[Task brief] Transcribe each record below word for word.

* BEGIN *

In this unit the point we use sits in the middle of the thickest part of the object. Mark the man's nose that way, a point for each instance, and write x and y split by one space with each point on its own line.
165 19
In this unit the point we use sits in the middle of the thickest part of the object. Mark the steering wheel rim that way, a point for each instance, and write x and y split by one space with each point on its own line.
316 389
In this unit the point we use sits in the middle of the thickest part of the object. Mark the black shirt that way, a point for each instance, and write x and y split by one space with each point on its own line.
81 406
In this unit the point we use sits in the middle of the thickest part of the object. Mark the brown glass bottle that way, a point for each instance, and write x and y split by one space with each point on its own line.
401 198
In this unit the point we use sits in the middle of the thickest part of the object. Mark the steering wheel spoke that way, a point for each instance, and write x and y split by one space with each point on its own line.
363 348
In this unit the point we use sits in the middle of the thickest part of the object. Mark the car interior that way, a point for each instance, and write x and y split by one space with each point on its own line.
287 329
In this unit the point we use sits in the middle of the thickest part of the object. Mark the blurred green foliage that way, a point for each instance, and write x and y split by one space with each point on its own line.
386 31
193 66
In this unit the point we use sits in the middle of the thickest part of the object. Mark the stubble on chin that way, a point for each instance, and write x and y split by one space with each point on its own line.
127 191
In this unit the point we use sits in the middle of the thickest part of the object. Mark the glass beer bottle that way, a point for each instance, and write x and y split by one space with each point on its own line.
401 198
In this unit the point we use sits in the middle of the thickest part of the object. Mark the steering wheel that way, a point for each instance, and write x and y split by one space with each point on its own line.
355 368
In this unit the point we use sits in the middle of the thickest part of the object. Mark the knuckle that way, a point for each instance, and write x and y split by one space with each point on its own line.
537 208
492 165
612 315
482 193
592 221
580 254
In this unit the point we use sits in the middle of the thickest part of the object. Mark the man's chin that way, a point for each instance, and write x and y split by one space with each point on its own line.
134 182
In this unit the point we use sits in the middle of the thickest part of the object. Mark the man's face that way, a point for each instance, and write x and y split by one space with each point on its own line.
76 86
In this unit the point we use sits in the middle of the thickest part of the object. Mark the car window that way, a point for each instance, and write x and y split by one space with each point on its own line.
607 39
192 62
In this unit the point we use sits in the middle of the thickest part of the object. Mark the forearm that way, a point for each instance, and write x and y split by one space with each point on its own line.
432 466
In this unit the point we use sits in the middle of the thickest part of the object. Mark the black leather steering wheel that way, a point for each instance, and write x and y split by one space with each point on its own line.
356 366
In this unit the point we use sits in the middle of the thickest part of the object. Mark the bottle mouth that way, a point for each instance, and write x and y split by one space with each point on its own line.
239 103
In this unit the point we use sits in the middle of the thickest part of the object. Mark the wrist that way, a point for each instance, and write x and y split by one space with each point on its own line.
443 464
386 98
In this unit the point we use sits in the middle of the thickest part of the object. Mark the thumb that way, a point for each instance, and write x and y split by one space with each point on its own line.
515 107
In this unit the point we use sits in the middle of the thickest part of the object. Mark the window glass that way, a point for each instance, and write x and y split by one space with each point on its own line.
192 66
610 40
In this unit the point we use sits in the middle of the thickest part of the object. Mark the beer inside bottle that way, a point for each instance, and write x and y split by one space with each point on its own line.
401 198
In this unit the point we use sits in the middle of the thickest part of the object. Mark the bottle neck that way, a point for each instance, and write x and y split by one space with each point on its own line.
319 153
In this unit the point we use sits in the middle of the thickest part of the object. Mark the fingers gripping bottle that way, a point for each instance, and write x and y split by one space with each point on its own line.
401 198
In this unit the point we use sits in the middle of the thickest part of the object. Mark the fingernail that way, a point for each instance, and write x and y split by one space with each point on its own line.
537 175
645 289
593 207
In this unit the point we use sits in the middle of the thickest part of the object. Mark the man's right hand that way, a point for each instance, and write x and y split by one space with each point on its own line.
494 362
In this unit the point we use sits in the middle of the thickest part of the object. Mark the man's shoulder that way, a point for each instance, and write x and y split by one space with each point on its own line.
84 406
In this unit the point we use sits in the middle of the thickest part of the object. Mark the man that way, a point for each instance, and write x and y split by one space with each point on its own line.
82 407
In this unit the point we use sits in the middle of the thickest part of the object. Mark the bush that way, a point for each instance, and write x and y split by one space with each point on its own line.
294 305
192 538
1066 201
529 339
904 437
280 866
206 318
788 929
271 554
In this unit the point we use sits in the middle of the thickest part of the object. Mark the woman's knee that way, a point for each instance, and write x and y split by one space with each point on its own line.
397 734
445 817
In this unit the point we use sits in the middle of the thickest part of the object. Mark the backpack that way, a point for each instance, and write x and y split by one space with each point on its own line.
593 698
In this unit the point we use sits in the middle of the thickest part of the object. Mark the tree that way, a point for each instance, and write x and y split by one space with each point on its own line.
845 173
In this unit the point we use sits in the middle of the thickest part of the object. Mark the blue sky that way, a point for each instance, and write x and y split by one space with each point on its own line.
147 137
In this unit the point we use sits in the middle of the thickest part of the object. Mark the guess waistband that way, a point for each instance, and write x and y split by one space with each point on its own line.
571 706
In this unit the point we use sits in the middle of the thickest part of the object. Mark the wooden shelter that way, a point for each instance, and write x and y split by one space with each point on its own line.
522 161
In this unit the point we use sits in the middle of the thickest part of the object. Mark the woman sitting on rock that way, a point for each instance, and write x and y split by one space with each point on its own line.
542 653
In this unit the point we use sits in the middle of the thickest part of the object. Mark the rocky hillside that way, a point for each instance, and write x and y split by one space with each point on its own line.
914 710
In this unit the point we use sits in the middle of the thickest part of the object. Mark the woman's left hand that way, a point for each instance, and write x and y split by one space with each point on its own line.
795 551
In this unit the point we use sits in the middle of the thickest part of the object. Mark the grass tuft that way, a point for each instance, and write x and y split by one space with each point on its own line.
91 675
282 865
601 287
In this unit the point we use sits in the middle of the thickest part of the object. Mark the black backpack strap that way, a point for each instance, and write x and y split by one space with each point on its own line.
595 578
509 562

* END *

[Final result]
In this unit the point we use sits in the middle of the thickest part of the object. Mark the man's nose that way, a point for each instance, and write x and y split by one space with each point on its own line.
165 19
In this unit the point we use sits in the middle of the thickest part of the object. Mark the steering wheel rim that way, a point for each instance, and write x and y split by one space with each point on its own line.
316 389
In this unit the point we use sits in the middle of the thickest part of the object. Mark the black shirt that way, a point for each instance, and write x and y split by one space with each point on its own line.
81 406
In this unit the point we use sits in the middle of the thickest part of the object. Mark the brown glass bottle that way, a point for each instance, and write x and y split by one space with each point on its own line.
401 198
In this unit the point we use sits in the middle of the thickest part of the object. Mark the steering wheel spoke that way, a point for each instance, and write x and y split by one space with each point on its own line.
363 348
In this unit the point we use sits in the middle of the thickest part of the object. Mark the car interior that way, a point for each instance, and write x and y split by one space with each point on its own line.
287 329
In this unit the point we use sits in the middle of the thickest part of the object. Mark the blurred green foliage that way, a point for each instance, and write x and y split by one space with each point on its own line.
386 31
193 66
In this unit the point we use sits in the middle of the thickest part of the object. Mark the stubble on chin that way, a point for each instance, and write x and y split by one space with each point on its own line.
127 191
In this unit the point we use sits in the middle of the thickest part of the object. Mark the glass beer bottle that way, a point for each instance, and write x and y split by one space with each point on its own line.
401 198
In this unit the point we use sits in the middle of the thickest part of the object. Mark the steering wheel that way, a point for each instance, and write x and y split by one space with each point on its own line.
355 368
In this unit the point we use sits in the middle of the thickest part of the object. Mark the knuckle that way, a point for each instance, and write x and y split by one space with each point on its own line.
537 208
492 165
612 315
482 193
592 221
580 254
In this unit the point we use sits in the middle of the thickest part of the object. Mark the man's chin that way, a point for each instance, and write x and y split by one space with each point on its own line.
134 182
In this unit the point we use sits in the middle of the thickest part of the object. Mark the man's face that way, a point for each instance, and write x and y split by one space with each point on its own line.
76 86
In this unit the point we use sits in the middle of the thickest part of the object. Mark the car window that way, a point for each instance, and write x and y split by one space with each point on its own line.
607 39
192 62
In this unit the point we use sits in the middle of the thickest part of the object. Mark the forearm that way, a point for each instance, and write x and y split by one space with each point on its own line.
432 466
In this unit the point we use sits in the middle of the thickest part of the object. Mark the black leather steering wheel that way, a point for each instance, and write x and y split by one space with each point on its own line.
356 366
In this unit the point we use sits in the middle of the thickest part of the object. Mark the bottle mouth that way, a point for each instance, and write x and y split by one space with each point on its own line.
239 103
In this unit the point we use sits in the middle of the thickest part of the object. Mark the wrist that way, a point for each instance, and write x and y split by one space with each point on its own line.
443 464
386 98
In this unit the point we use sits in the middle of the thickest part of the object. Mark the thumb that way, a point for each instance, and write x and y split by one space with each point on its own line.
515 107
In this unit the point we use sits in the middle of the thickest part of the object. Mark the window glass that way, a point for each instance, and write x and y split by one space with each point on its own line.
192 66
610 40
In this unit the point we use sits in the middle of the thickest part of the object. Mark the beer inside bottle that way, a point for each instance, and write x and y split by one space with each point on its own line.
401 198
In this unit the point we use sits in the middle of the thickest part of the object. Mark the bottle neck that way, a point for each instance, and write x and y split by one space with each point on its own line.
319 153
In this unit the point we use sits in the middle of the thickest part of the object. Mark the fingers gripping bottle that way, a point for each instance, and write x and y split by one space with each point on its own line.
401 198
In this unit the point we use sits in the middle of the thickest part of the object. Mark the fingernail that way, a point for each instance, and write x and y split by one space with each point on its own line.
537 175
645 289
593 207
In this unit the point we use sits in the middle of the thickest part of the object. Mark the man's right hand that way, a point for each instance, and write x and y split by one space with each point on its own line.
494 362
In this unit the point we use sits in the middle of the thickest part of the object. Mark the man's shoulder that way, a point for each instance, and write x and y split by one space with each point on its own line.
84 406
In this unit the point we use sits in the middle of the thickest part of the object. Mark the man that way, a point for each instance, and write x and y split by one space with each point on its own line.
82 407
In this unit the point we use sits in the middle of the thickest part of the object. Mark the bush that way, a point for each instance, and write x and y split by one space with each point on its own line.
294 305
192 538
1066 201
529 339
904 437
280 866
206 318
788 929
271 554
In this unit the point we use sits in the middle of the thickest part of the object. Mark the woman's knee that way, a point for each instance, and write x and y split by one space with each point on its own line.
397 734
445 817
In this unit the point we use sits in the middle of the thickest part of the object. Mark the backpack that way, a point for each instance, and write x and y split by one space with each point on its own line.
593 698
In this unit the point we use sits in the middle of the thickest part of the object. Mark the tree that way, a point for each instance, and write x and y split by one space with each point on its own line.
845 173
In this unit the point we use sits in the middle of the thickest part of the object. Mark the blue sky that way, a point for each instance, and write x and y split by one space with each point on its own line.
147 137
In this unit the point we use sits in the middle of the thickest part of the object. Mark the guess waistband that way, a point for each instance, and write x and y split by one space with each point on its own line.
571 706
In this unit the point we use sits in the middle of the thickest part of the object. Mark the wooden shelter that way, a point for each instance, and write x and y split by one space with each point on its own line.
522 161
In this unit the point we use sits in the middle of the thickest part of the object. Mark the woman sitting on rock that way, a point for each instance, and write x and y split by one space with each point on its own line.
542 653
In this unit the point we use sits in the middle of the thickest part of the object. Mark the rocky hillside that way, a point for each instance, and write x and y split by one space with each point on its own line.
914 710
In this unit the point we use sits in the middle of the thickest part of the object. Mark the woman's left hand that way, a point for each instance, and write x and y split by one space with each point on its own line.
795 551
In this unit the point we use sits in the middle of the thickest part of the object. Mark the grass tuft that way, a point for each instance, and write x and y split by one space with each point on its own line.
91 675
282 865
601 287
In this unit the point we use sits in the middle of the thickest part of the object. Mark the black backpack strap that way, a point for each instance, and write x and y split by one space with each point on its own line.
595 578
509 562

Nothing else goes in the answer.